* Instructions *
- A) Write out the passage of the steam engine thread below that begins at the words "There is some" and stops after "held in the lathe chuck.".
- B) Carry the forum thread on steam engine plans below forward from its last line.

* Excerpt *
◆ ◆ ◆ ◆ ◆ ◆ ◆

# Looking for plans



## john137 (Jul 16, 2010)

My first post which I use to ask for a suitable set of plans that will not need a milling machine. I have a lathe and drill press. My shop is set up for firearms repair so many of the tools I have here will work. I'm interested in steam power as a power source. OK to the point steam turbines, or a horizontal style engine plans are what I seek. Can any one help?


----------



## rake60 (Jul 17, 2010)

Welcome to HMEM John.

One of my earliest engine build was Elmer's Horizontal Mill Engine.
I didn't have a mill in my hobby shop at that time.

You can find the plans _*HERE*_

There is some mill work required but the parts are small and easily manipulated.
For the steam chest, I just mounted the stock in my lathe tool post and shimmed
it up and down to use an end mill in the lathe chuck.

For the cylinder port holes, I clamped the stock in the tool post, set the compound at 25° and 
feed the tool post into the drill bit that was held in the lathe chuck.

It was my second attempt of building a running model engine and it looked like
a dog's breakfast when completed.

◆ ◆ ◆ ◆ ◆ ◆ ◆

* Data supplied *
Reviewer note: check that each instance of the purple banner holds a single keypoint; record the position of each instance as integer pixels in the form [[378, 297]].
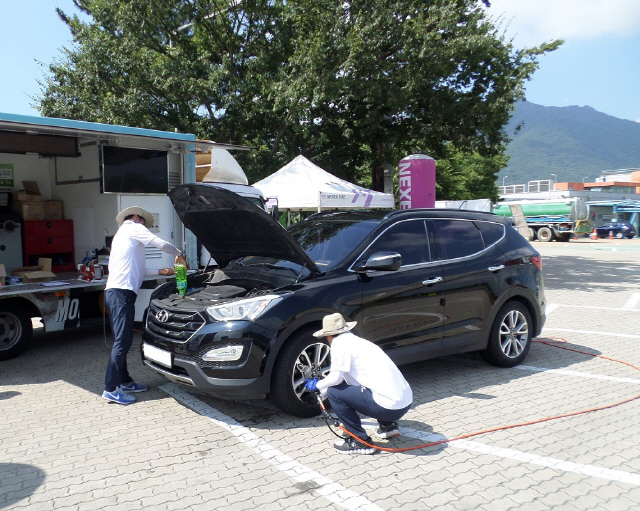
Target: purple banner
[[417, 182]]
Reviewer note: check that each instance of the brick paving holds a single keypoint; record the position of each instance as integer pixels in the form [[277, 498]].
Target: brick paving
[[62, 447]]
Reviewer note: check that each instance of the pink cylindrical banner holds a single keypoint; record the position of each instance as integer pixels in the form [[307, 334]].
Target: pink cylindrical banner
[[417, 182]]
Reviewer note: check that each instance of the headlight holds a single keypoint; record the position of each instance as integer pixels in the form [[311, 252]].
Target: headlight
[[250, 308]]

◆ ◆ ◆ ◆ ◆ ◆ ◆

* Expected outputs *
- A)
There is some mill work required but the parts are small and easily manipulated.
For the steam chest, I just mounted the stock in my lathe tool post and shimmed
it up and down to use an end mill in the lathe chuck.

For the cylinder port holes, I clamped the stock in the tool post, set the compound at 25° and 
feed the tool post into the drill bit that was held in the lathe chuck.

- B)
Tapped holes were breaking through the sides of the cylinder block.
Piston to cylinder fit was marginal at best.
But it DID RUN with the help of a whole lot of air pressure! 

[ame]http://www.youtube.com/watch?v=Opy7Xrordk4[/ame]

I know for a fact that engine can be built without a mill.
However, seeing it work added to my desire to buy a mini-mill. 
I had one two weeks later. 

It doesn't have to be pretty to hook you on the model engine building
addiction. All is has to do is run once! 



Rick


----------



## john137 (Jul 19, 2010)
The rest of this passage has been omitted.